__Task to carry out__. Count the lines in the items below that contain the word "microphone". Reply with the number only.

[Point annotation records]
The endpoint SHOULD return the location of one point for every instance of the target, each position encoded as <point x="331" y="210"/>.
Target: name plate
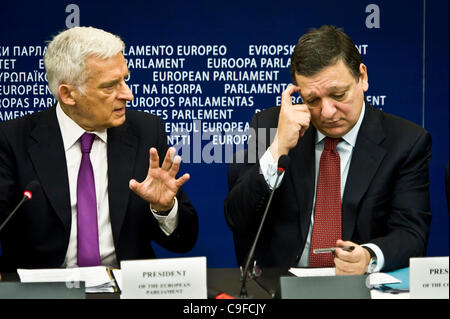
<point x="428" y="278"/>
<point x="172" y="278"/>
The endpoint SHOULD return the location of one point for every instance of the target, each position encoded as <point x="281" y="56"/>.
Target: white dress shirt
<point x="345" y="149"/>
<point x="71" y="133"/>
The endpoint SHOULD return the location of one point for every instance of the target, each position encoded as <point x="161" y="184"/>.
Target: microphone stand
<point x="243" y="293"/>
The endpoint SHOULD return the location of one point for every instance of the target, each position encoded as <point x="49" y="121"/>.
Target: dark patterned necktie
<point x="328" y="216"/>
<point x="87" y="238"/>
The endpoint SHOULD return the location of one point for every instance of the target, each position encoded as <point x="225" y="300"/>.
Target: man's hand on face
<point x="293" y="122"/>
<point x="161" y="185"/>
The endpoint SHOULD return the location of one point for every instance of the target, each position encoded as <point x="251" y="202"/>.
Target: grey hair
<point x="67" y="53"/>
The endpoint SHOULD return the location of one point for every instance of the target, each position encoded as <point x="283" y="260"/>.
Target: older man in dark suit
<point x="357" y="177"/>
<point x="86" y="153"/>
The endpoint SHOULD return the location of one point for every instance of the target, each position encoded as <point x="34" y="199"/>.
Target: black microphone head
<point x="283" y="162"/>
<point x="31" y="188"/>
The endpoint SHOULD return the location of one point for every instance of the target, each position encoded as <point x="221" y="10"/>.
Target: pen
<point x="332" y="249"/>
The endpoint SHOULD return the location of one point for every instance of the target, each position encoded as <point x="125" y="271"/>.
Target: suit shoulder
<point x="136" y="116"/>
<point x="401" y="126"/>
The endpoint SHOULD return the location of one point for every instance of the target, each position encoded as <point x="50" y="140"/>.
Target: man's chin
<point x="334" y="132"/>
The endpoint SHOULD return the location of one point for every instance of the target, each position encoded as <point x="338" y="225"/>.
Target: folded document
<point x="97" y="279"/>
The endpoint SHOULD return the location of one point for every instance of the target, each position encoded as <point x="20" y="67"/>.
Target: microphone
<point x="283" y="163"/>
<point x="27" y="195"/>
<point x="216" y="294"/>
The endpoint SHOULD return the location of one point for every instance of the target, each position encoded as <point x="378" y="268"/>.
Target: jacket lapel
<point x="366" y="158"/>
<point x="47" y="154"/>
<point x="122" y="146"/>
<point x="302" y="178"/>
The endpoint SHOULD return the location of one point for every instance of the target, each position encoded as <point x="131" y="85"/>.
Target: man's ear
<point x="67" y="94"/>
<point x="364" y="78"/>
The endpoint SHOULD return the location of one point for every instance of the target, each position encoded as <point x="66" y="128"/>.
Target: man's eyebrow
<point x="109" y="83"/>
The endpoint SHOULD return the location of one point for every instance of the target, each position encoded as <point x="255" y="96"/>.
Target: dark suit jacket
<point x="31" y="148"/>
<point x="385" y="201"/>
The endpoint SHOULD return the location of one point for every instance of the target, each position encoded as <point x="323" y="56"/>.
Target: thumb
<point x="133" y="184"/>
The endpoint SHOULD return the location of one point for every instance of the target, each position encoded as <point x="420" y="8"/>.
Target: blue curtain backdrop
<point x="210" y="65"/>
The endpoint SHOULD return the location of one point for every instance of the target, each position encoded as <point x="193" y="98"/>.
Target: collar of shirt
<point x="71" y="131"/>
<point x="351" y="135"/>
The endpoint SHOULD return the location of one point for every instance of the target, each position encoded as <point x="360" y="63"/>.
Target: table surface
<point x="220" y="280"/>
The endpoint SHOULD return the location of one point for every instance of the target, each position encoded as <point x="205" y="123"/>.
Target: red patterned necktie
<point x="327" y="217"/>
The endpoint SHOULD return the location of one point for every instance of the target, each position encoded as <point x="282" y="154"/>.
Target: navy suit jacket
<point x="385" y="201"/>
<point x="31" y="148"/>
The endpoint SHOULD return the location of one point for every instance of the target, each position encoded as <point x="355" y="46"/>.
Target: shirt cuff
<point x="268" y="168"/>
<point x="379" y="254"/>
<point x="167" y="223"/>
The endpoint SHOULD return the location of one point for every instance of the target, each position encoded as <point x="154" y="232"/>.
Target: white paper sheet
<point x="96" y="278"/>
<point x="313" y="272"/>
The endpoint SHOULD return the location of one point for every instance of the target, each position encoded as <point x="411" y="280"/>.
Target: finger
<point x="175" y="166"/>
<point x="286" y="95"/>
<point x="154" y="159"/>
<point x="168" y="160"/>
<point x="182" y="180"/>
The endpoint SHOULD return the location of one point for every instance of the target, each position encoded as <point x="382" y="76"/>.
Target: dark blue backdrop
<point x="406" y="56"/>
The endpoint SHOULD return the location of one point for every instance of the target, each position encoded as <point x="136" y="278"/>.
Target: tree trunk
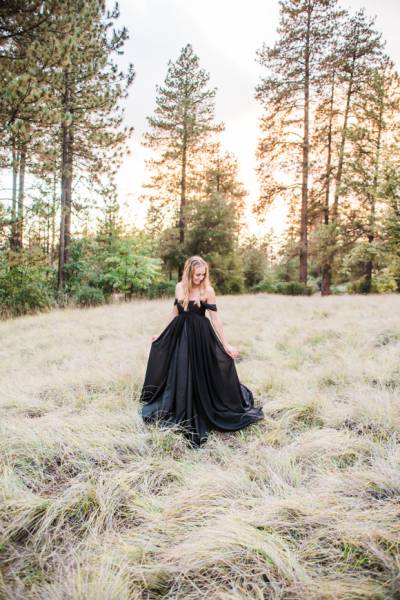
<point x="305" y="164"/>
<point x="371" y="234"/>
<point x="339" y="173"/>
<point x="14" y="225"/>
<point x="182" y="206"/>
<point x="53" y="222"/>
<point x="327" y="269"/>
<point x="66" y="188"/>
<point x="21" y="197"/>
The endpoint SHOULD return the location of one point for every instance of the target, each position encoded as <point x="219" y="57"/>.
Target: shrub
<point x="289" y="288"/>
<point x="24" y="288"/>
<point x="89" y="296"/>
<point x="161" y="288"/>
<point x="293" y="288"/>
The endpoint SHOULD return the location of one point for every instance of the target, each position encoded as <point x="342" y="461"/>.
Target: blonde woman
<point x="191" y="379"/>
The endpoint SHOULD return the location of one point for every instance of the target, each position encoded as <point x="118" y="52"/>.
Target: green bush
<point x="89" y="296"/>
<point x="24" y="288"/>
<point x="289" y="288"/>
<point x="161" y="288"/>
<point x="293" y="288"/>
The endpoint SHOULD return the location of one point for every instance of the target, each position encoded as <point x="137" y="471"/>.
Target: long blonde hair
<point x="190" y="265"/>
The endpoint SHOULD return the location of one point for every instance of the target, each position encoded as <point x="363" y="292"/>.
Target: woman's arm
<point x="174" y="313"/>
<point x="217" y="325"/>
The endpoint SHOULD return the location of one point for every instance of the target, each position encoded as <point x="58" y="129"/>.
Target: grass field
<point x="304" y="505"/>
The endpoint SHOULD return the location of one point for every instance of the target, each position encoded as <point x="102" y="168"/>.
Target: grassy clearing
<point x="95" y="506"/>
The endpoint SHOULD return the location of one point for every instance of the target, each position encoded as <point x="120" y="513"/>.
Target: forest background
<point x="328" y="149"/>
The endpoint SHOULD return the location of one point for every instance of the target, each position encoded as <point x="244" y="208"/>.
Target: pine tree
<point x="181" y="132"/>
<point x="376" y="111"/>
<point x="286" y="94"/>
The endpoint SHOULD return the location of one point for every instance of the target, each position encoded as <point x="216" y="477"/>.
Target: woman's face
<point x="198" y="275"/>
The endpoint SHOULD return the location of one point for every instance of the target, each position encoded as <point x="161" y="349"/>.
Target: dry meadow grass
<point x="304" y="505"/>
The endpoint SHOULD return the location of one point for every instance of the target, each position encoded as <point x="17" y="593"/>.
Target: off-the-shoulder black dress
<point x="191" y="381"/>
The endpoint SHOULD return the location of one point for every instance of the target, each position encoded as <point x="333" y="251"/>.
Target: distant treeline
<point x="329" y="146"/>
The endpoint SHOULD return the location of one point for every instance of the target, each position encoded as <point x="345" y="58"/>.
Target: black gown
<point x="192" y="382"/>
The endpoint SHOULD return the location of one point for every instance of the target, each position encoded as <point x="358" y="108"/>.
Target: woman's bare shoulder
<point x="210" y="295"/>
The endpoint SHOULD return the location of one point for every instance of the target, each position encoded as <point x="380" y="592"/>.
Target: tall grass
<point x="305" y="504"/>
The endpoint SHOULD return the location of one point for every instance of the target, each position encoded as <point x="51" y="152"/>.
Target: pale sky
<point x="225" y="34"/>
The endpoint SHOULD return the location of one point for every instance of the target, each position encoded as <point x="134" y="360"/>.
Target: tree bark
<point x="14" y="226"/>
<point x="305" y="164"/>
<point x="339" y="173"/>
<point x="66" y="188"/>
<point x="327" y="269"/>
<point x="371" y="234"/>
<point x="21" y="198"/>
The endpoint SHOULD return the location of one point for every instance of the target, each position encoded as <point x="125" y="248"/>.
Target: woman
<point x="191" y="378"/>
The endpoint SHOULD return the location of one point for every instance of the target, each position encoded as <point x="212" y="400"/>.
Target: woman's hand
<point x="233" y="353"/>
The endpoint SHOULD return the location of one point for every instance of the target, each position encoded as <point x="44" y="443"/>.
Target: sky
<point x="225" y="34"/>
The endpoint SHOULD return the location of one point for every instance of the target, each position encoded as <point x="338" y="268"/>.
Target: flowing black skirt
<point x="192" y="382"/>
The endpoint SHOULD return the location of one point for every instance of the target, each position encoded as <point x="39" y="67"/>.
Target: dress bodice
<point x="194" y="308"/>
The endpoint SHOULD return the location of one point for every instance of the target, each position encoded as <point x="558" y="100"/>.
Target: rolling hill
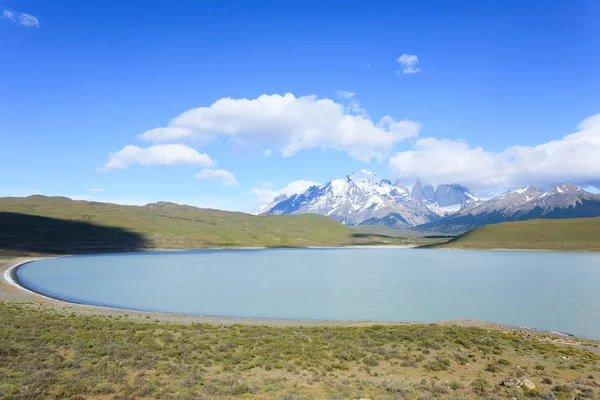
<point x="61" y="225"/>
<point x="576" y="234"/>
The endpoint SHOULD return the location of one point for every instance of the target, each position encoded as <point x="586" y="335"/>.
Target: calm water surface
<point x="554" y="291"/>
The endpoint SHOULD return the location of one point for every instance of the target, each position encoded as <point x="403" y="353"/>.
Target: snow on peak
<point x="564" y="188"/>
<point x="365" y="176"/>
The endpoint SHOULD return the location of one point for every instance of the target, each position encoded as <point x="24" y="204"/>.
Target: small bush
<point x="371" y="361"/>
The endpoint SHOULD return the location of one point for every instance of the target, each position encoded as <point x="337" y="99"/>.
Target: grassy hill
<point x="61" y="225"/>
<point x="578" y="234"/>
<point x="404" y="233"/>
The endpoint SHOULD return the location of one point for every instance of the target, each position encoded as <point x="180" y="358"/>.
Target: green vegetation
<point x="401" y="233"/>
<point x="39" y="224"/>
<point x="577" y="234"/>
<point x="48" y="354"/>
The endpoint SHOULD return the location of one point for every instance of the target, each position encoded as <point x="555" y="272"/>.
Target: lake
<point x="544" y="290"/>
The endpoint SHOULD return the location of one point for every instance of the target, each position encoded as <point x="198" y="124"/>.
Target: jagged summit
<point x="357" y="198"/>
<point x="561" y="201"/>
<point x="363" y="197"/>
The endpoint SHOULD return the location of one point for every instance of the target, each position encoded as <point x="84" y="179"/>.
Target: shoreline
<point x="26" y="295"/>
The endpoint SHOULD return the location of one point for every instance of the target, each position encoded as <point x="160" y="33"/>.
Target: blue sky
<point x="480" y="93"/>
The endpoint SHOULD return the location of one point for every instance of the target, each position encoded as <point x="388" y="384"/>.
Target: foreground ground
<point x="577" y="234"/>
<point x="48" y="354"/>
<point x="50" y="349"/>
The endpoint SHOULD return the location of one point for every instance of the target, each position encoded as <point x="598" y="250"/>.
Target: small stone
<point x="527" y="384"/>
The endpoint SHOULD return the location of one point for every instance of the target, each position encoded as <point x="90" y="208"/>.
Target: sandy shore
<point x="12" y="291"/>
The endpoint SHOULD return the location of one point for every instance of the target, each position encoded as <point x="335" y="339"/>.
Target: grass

--

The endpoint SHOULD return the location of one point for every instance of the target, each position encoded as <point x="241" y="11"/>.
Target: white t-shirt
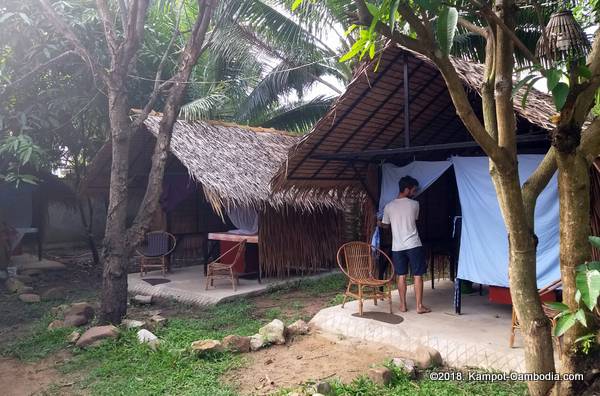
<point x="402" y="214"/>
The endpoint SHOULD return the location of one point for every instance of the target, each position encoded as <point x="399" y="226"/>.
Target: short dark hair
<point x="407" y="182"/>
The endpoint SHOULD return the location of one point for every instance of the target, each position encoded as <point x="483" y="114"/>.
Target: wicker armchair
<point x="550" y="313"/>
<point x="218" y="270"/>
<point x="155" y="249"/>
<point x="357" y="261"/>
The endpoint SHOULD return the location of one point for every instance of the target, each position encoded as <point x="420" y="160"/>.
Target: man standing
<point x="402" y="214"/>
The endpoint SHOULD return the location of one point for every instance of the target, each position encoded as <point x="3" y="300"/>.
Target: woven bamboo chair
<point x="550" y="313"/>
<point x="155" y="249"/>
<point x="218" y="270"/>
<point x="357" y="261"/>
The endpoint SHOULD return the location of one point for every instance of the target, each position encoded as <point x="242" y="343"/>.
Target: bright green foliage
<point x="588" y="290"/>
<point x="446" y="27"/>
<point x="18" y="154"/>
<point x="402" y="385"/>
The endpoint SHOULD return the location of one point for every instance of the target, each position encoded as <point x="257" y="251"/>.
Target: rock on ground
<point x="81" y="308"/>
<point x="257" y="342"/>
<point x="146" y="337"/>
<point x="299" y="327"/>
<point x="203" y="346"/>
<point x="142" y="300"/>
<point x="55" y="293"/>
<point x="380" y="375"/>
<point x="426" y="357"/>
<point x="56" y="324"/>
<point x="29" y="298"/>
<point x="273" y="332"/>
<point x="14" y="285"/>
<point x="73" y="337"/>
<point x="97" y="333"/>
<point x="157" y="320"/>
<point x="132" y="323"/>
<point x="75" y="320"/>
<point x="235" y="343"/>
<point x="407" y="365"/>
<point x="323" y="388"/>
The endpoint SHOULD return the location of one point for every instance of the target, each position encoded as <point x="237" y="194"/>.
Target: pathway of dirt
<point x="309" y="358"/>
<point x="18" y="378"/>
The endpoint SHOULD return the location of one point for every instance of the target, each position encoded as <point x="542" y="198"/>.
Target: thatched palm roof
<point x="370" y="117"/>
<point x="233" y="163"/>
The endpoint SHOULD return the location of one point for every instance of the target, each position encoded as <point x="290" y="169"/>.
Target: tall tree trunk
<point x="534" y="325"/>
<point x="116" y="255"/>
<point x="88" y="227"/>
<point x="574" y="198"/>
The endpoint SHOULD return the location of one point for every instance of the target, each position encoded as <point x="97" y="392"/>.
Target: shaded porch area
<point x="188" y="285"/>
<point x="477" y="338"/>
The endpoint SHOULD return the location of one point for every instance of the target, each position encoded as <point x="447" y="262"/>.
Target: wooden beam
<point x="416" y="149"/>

__Output below__. 3